• Aim: Reproduce the entire listing below character for character, and leave the pictures out of your copy.

--- START ---

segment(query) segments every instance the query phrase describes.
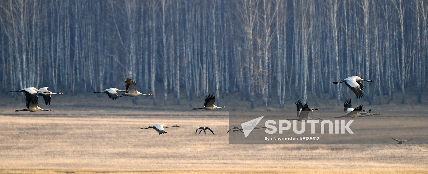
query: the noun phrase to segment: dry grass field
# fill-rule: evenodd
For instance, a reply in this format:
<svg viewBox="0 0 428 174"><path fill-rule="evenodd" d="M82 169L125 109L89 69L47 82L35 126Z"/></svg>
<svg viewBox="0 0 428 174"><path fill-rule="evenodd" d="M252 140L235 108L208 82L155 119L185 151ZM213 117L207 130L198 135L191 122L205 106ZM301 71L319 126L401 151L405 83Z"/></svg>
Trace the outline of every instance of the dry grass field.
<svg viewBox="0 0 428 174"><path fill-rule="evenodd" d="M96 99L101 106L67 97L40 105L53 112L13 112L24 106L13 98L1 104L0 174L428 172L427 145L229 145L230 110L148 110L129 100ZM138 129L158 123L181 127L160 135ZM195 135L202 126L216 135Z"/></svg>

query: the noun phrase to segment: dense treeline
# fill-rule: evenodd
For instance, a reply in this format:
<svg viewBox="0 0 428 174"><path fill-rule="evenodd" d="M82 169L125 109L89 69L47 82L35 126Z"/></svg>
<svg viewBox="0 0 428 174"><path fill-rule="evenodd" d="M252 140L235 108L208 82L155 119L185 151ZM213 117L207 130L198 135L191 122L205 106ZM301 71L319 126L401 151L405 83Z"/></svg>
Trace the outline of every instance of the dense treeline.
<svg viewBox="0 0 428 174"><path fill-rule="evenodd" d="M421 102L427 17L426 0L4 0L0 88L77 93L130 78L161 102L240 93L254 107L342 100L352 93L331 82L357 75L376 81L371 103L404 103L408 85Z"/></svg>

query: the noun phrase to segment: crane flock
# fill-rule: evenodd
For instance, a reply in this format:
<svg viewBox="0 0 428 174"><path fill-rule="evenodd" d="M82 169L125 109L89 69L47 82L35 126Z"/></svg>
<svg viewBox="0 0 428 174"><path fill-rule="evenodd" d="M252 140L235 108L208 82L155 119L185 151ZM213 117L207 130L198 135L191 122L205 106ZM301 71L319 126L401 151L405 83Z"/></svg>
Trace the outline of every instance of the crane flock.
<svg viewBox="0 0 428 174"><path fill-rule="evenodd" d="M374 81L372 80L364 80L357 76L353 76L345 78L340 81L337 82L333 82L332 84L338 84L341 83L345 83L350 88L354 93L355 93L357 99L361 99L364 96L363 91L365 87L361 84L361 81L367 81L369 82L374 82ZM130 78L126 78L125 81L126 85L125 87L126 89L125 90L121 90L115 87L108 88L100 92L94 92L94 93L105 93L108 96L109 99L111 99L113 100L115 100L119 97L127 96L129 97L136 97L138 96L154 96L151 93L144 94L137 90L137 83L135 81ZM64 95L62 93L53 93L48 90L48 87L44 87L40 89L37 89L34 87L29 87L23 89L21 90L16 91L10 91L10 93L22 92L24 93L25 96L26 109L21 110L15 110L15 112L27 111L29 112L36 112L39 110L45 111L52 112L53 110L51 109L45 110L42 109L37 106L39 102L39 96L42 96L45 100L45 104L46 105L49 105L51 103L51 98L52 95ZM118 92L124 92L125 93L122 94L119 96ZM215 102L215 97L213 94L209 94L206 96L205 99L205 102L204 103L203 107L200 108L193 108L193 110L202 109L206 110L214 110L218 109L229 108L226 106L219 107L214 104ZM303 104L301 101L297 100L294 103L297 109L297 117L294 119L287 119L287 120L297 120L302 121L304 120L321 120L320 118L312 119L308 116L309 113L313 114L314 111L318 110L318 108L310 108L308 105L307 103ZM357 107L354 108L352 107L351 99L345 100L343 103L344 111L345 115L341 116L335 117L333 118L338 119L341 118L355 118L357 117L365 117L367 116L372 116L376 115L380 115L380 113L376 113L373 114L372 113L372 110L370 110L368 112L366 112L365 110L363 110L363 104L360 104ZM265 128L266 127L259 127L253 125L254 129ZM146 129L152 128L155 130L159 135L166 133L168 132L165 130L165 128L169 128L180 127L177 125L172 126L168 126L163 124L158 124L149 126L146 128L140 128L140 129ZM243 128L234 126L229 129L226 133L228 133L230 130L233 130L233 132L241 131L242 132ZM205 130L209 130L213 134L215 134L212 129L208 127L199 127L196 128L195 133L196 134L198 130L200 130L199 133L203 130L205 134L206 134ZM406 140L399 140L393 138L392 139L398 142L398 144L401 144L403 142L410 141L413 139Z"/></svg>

--- END ---

• Complete output:
segment(query) segments every instance the query phrase describes.
query: the noun phrase to segment: dry grass field
# fill-rule: evenodd
For instance, a reply in this format:
<svg viewBox="0 0 428 174"><path fill-rule="evenodd" d="M82 169L125 109L89 69L47 82L35 126Z"/></svg>
<svg viewBox="0 0 428 174"><path fill-rule="evenodd" d="M252 140L235 108L208 82L155 119L185 151ZM213 117L207 130L198 135L191 122L205 106ZM301 71L319 126L401 151L405 83Z"/></svg>
Trace the outline of every instance of the dry grass field.
<svg viewBox="0 0 428 174"><path fill-rule="evenodd" d="M96 99L101 106L67 97L40 105L53 112L13 112L24 106L13 98L1 104L0 174L428 172L427 145L229 145L230 110L148 110L129 100ZM138 129L158 123L181 127L160 135ZM195 135L202 126L216 135Z"/></svg>

query: the noun phrase to segment: dense treeline
# fill-rule: evenodd
For instance, a reply in this format:
<svg viewBox="0 0 428 174"><path fill-rule="evenodd" d="M82 169L125 109L89 69L47 82L35 126Z"/></svg>
<svg viewBox="0 0 428 174"><path fill-rule="evenodd" d="M252 140L235 108L208 82L155 119L185 151ZM213 117L207 130L198 135L191 122L205 106ZM301 71L319 126L401 151L405 83Z"/></svg>
Trace the outline of every instance of the dense treeline.
<svg viewBox="0 0 428 174"><path fill-rule="evenodd" d="M421 102L427 17L426 0L4 0L0 88L77 93L130 78L161 102L240 93L254 107L342 100L352 93L331 82L357 75L376 81L371 103L404 103L408 85Z"/></svg>

query: the noun phrase to segment: crane flock
# fill-rule: evenodd
For instance, a reply in this format:
<svg viewBox="0 0 428 174"><path fill-rule="evenodd" d="M82 169L125 109L89 69L47 82L35 126Z"/></svg>
<svg viewBox="0 0 428 174"><path fill-rule="evenodd" d="M252 140L235 108L208 82L155 119L185 151ZM213 117L207 130L198 135L191 122L205 106ZM301 71L319 126L401 151L405 83Z"/></svg>
Trace the outline of every instance of the crane flock.
<svg viewBox="0 0 428 174"><path fill-rule="evenodd" d="M374 81L372 80L364 80L357 76L353 76L345 78L340 81L337 82L333 82L332 84L338 84L341 83L345 83L350 88L354 93L355 93L357 99L361 99L364 96L363 91L365 87L361 84L361 81L367 81L369 82L374 82ZM130 78L126 78L125 81L126 85L125 87L126 89L125 90L121 90L115 87L108 88L100 92L94 92L94 93L105 93L108 96L109 99L111 99L113 100L115 100L119 97L127 96L129 97L136 97L138 96L154 96L151 93L144 94L137 90L137 83L135 81ZM64 95L62 93L53 93L48 90L48 87L44 87L40 89L37 89L34 87L29 87L23 89L21 90L16 91L10 91L10 93L22 92L24 93L25 96L26 109L21 110L15 110L15 112L27 111L29 112L36 112L39 110L45 111L52 112L53 110L51 109L45 110L42 109L37 106L39 102L39 96L42 96L45 100L45 104L46 105L49 105L51 103L51 98L52 95ZM118 92L124 92L125 93L122 94L119 96ZM215 102L215 97L213 94L209 94L206 96L205 99L205 102L204 103L203 107L200 108L193 108L193 110L202 109L206 110L214 110L218 109L229 108L226 106L219 107L214 104ZM303 104L301 101L297 100L294 103L297 109L297 117L294 119L287 119L287 120L297 120L302 121L304 120L321 120L320 118L312 119L308 116L309 113L313 114L314 111L318 110L318 108L310 108L308 105L307 103ZM357 107L354 108L352 107L351 99L345 100L343 103L344 111L345 115L341 116L335 117L333 118L338 119L341 118L355 118L357 117L365 117L367 116L372 116L376 115L380 115L380 113L376 113L373 114L372 113L372 110L370 110L368 112L366 112L365 110L363 110L363 104L360 104ZM265 128L266 127L259 127L253 125L254 129ZM146 129L152 128L155 130L159 135L166 133L168 132L165 130L165 128L169 128L180 127L177 125L172 126L168 126L163 124L158 124L149 126L146 128L140 128L140 129ZM243 128L234 126L229 129L226 133L228 133L230 130L233 130L233 132L241 131L242 132ZM205 130L209 130L213 134L215 134L212 129L208 127L199 127L196 128L195 133L196 134L198 130L200 130L199 133L203 130L205 134L206 134ZM406 140L399 140L393 138L392 139L398 142L398 144L401 144L403 142L410 141L413 139Z"/></svg>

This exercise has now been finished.